● PROBLEM SET:
**a.** In the Reuters report on EU scrutiny of the metaverse, which organization hosted the conference where Margrethe Vestager spoke?
**b.** Carry on the Reuters report on EU scrutiny of the metaverse from its last sentence.

By Foo Yun Chee
BRUSSELS (Reuters) – The metaverse, shared virtual worlds accessible via the Internet, is the next digital market to attract regulatory scrutiny, EU antitrust chief Margrethe Vestager said on Thursday.
The metaverse has come into sharper focus since Facebook changed its name to Meta Platforms two years ago to reflect its bet on the new sector as the successor to the mobile internet.
That move has in turn triggered concerns about Meta’s possible dominance. Alphabet’s Google and Microsoft are also active in generative artificial intelligence that the industry sees as the new bright spot.
“It’s already time for us to start asking what healthy competition would look like in the metaverse,” Vestager said a conference organised by Keystone Strategy.
Vestager asked whether it would change the equation when there are competing digital realities and language AI models like ChatGPT.

● INFORMATION PROVIDED:
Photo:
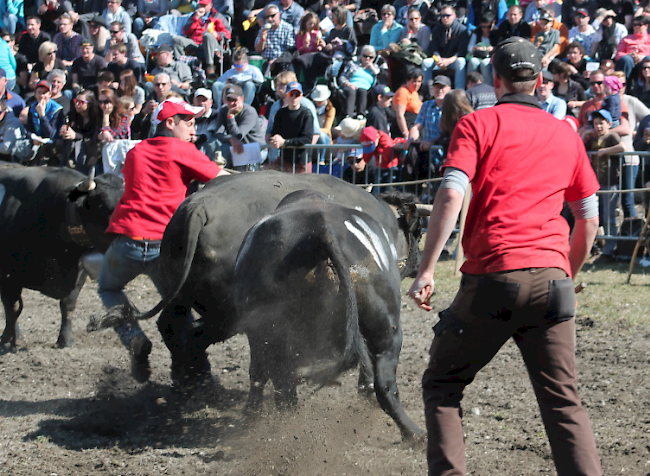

● TASK RESPONSES:
**a.** Keystone Strategy

**b.**
“Do we need to do more on something new? And obviously we have started that work,” she said.
She said regulatory scrutiny of digital markets has been escalating worldwide in the last three years.
“And there’s a much wider political debate that digital markets need careful attention. I think all jurisdictions are moving forward in one form or another,” Vestager said.
She said some antitrust enforcers were more advanced than others.
“We are moving at different speeds. We will not get the same legal framework. And maybe that is not a bad thing. Because that will allow us to hone our toolkits in the process of mutual learning,” Vestager said.